Exercise goal
Set down exactly each line of the entries below, beginning at the one that contains "Would you mind marking the water" and ending at the last, and no others.

Provided data

◆ ◆ ◆

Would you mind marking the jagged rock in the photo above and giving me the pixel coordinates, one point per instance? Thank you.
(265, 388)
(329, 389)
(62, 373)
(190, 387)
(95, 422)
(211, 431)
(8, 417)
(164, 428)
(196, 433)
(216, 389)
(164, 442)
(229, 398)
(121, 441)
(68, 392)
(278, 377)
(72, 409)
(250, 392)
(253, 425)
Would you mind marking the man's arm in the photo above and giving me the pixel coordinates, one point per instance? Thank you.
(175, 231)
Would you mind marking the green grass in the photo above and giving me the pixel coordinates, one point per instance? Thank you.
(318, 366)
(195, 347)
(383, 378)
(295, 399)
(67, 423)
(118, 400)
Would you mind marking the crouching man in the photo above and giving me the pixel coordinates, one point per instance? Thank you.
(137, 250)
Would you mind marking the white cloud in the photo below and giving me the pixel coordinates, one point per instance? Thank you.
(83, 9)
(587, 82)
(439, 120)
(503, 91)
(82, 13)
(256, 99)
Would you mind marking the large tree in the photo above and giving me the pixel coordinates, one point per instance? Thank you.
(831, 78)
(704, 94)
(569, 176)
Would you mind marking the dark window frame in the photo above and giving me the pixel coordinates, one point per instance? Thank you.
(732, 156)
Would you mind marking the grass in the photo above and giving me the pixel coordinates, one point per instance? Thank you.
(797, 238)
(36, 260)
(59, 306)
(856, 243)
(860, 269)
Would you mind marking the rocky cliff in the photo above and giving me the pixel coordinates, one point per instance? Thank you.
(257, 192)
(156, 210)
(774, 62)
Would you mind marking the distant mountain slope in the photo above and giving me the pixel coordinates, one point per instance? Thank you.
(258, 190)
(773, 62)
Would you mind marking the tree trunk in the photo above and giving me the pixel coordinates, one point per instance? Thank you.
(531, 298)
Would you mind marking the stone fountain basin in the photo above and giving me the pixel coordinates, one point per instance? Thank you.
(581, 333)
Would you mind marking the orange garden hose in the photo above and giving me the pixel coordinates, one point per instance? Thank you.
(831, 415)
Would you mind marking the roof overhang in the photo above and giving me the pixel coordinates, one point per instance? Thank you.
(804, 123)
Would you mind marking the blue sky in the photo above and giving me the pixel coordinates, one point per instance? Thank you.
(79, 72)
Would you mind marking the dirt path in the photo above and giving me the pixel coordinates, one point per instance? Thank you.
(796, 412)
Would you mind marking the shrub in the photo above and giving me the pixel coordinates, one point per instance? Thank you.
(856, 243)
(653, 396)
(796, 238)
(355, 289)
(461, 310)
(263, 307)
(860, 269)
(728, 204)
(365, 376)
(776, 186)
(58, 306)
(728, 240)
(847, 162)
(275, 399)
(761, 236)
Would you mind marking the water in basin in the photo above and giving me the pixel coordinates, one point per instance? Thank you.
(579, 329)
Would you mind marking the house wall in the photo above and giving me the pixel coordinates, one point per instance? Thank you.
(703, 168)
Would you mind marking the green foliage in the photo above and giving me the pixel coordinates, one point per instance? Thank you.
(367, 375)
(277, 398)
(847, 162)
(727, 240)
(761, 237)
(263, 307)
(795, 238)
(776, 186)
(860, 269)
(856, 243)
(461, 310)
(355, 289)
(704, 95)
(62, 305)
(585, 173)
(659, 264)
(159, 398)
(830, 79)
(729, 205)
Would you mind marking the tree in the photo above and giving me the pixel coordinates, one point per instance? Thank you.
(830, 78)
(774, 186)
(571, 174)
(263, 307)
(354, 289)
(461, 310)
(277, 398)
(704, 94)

◆ ◆ ◆

Written response
Would you mind marking the water in basin in the photo above and giving me the pixel coordinates, one point per instance? Thank you.
(579, 329)
Would you mind marking the house wall in the photo above and giving me the pixel coordinates, one point per instance? Thank you.
(703, 168)
Would you mind marking the green foliage in the photo above and giving me the pixel coordinates, one point per instance? Thank you.
(367, 375)
(277, 398)
(847, 162)
(727, 240)
(761, 237)
(263, 307)
(795, 238)
(776, 186)
(860, 269)
(856, 243)
(461, 310)
(355, 289)
(704, 95)
(62, 305)
(585, 173)
(659, 264)
(159, 398)
(830, 79)
(729, 205)
Would you mind marking the tree in the photo above and giving me the pixel coordinates, one point per instance? Thank you.
(830, 78)
(774, 186)
(571, 174)
(263, 307)
(354, 289)
(461, 310)
(277, 398)
(704, 94)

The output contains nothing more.